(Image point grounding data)

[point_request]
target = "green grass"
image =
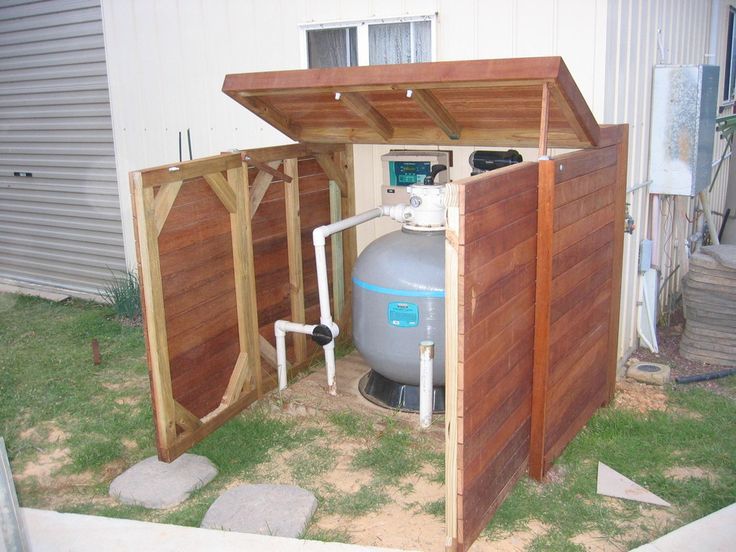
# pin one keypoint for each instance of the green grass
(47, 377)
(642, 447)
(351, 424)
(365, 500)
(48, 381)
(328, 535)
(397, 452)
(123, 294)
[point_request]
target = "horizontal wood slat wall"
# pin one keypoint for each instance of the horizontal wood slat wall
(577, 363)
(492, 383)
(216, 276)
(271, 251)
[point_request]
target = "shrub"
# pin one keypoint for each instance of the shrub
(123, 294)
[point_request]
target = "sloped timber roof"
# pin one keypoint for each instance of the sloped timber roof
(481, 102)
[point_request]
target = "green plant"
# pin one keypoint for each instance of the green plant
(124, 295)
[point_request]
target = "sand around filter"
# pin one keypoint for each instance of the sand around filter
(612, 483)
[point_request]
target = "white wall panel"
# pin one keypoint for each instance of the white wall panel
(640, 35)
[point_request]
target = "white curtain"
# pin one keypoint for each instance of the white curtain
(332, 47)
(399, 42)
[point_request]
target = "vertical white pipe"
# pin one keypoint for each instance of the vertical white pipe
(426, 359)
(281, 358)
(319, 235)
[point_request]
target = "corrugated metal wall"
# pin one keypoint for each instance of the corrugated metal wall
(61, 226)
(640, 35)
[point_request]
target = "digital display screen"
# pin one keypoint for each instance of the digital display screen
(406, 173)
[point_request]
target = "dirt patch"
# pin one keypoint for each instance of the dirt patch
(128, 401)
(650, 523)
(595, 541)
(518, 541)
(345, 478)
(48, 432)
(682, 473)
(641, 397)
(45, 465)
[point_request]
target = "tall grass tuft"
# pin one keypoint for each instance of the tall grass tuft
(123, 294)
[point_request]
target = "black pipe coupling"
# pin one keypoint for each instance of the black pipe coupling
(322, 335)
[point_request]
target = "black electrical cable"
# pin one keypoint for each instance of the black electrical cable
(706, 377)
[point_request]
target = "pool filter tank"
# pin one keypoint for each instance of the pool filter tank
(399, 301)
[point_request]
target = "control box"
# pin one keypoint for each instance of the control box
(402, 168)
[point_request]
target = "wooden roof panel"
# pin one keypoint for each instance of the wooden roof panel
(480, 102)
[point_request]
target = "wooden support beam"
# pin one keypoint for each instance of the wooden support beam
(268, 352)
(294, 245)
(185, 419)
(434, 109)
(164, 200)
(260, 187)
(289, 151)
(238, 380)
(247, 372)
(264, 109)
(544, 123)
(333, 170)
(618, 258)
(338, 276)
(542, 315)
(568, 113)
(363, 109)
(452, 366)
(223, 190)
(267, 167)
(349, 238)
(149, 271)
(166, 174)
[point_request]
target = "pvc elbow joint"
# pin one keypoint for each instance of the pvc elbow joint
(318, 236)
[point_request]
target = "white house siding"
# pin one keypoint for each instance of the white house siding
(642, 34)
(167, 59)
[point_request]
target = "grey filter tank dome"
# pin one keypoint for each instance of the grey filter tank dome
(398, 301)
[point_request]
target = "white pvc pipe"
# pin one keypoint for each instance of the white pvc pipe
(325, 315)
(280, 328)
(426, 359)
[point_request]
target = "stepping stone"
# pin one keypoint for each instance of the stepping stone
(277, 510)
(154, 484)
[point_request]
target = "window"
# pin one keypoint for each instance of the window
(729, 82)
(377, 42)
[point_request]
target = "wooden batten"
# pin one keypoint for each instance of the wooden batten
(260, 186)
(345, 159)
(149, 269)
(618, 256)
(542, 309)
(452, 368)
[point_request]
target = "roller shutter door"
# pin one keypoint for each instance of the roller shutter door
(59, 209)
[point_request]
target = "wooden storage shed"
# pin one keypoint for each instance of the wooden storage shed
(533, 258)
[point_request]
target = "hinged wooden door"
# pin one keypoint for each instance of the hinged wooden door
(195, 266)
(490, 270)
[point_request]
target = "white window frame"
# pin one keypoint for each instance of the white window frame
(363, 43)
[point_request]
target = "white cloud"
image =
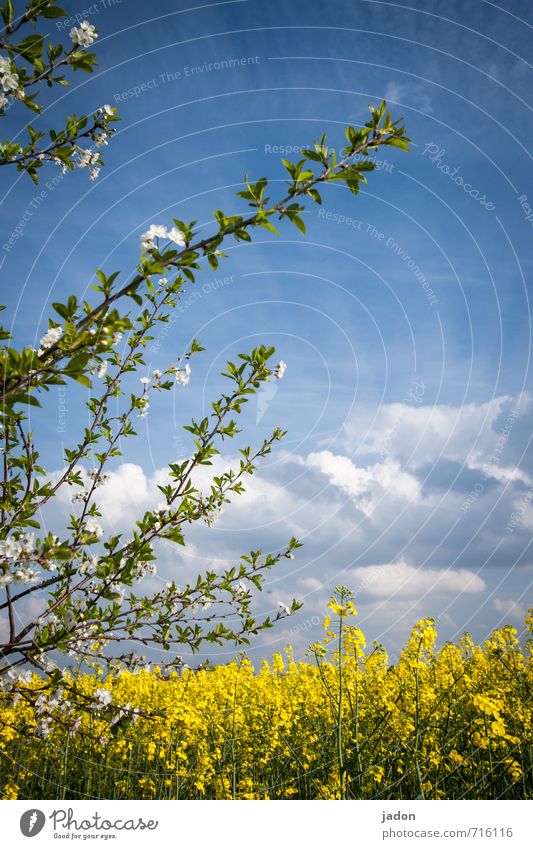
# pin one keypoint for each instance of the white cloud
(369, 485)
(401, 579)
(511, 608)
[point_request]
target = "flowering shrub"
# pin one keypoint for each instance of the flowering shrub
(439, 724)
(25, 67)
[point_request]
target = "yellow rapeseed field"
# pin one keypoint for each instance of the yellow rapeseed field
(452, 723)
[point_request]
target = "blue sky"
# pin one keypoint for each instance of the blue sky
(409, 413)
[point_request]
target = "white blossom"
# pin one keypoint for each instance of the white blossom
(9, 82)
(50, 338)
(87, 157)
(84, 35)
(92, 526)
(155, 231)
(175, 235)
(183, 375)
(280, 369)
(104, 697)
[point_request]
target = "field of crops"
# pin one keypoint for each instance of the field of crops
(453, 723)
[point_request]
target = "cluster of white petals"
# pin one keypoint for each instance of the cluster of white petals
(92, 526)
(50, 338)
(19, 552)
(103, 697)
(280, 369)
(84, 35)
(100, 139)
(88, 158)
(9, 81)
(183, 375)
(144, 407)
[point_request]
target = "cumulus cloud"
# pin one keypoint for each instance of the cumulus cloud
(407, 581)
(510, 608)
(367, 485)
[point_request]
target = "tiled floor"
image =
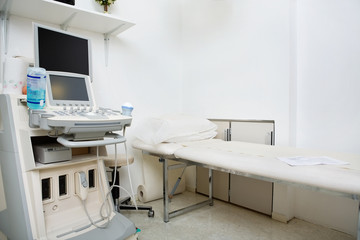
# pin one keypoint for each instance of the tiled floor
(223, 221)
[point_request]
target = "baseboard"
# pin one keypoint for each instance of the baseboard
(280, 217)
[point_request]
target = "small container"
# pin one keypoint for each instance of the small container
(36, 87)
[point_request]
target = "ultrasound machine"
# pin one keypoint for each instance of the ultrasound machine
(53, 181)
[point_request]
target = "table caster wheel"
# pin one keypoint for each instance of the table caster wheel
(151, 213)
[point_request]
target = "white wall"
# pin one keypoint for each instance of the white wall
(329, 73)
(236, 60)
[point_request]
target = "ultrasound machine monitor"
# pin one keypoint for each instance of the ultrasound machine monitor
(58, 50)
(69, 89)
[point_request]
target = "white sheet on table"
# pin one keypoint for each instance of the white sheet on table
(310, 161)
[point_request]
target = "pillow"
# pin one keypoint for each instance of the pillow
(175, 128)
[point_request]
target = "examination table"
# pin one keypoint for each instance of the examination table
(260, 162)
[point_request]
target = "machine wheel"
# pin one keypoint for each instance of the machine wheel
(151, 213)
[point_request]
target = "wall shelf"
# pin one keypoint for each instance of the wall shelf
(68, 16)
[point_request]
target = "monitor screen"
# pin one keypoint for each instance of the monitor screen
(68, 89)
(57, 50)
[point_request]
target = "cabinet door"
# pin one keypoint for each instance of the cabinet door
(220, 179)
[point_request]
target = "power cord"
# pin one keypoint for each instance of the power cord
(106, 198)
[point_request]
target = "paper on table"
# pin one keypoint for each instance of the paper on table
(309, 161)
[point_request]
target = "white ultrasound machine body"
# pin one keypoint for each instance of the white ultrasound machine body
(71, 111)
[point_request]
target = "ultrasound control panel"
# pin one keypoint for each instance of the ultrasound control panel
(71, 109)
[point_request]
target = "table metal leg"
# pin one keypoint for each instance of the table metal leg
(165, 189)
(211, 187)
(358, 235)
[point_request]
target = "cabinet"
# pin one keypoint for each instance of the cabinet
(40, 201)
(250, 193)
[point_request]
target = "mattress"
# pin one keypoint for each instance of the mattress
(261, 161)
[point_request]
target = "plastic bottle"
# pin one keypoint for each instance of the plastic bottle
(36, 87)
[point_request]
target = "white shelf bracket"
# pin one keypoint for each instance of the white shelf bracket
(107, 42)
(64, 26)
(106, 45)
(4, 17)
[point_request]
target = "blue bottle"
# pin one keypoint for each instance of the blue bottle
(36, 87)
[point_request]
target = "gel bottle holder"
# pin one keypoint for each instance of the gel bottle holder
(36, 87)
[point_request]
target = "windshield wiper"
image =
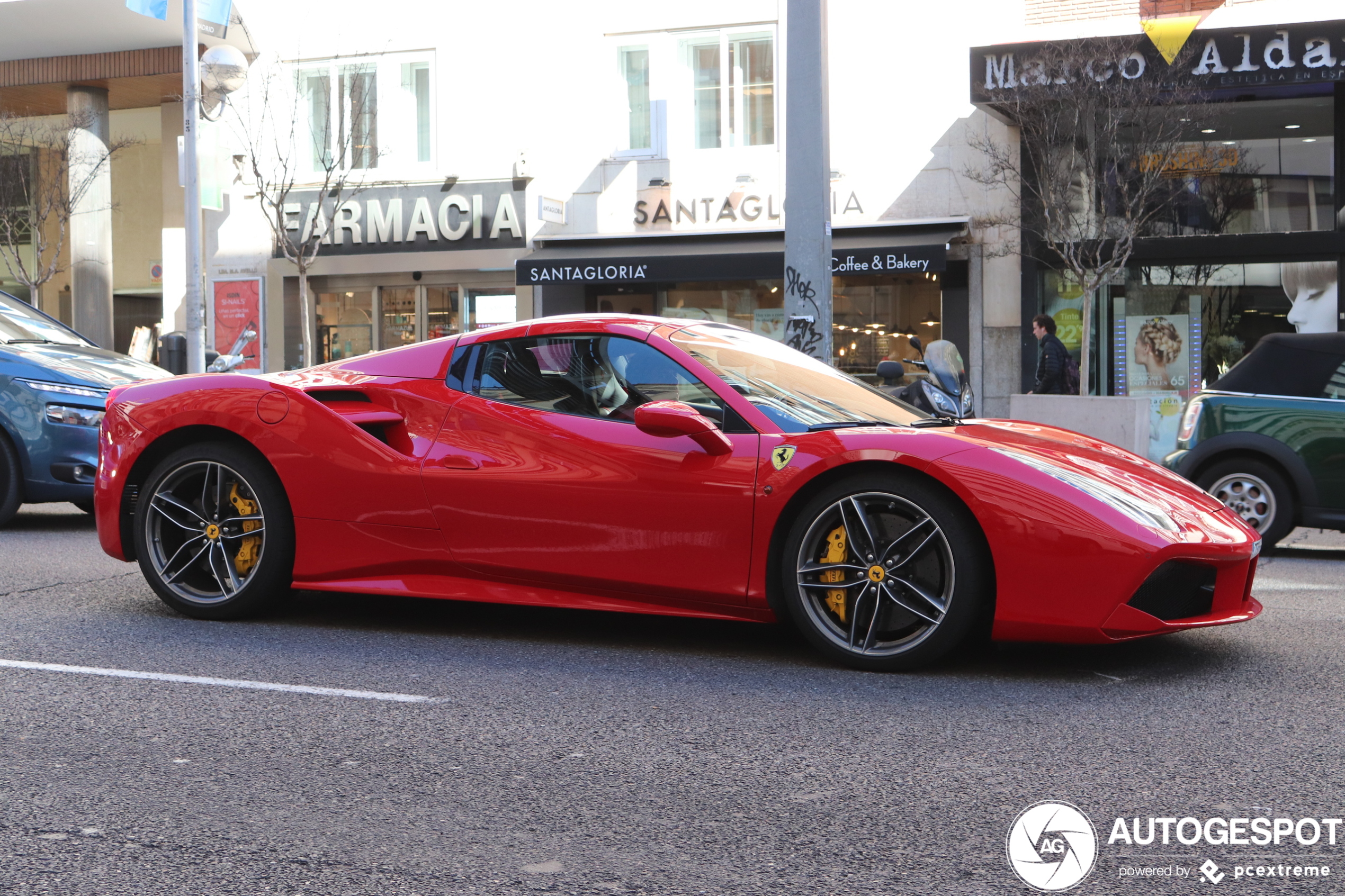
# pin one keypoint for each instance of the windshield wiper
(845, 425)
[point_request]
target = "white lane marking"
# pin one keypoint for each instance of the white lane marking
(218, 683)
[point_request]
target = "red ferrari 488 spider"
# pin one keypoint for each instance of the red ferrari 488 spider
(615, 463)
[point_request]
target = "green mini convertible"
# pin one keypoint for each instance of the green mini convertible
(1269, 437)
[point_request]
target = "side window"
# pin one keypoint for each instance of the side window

**What is required**
A single number is requested: the count of lines in the data that hold "side".

**Answer to the exercise**
2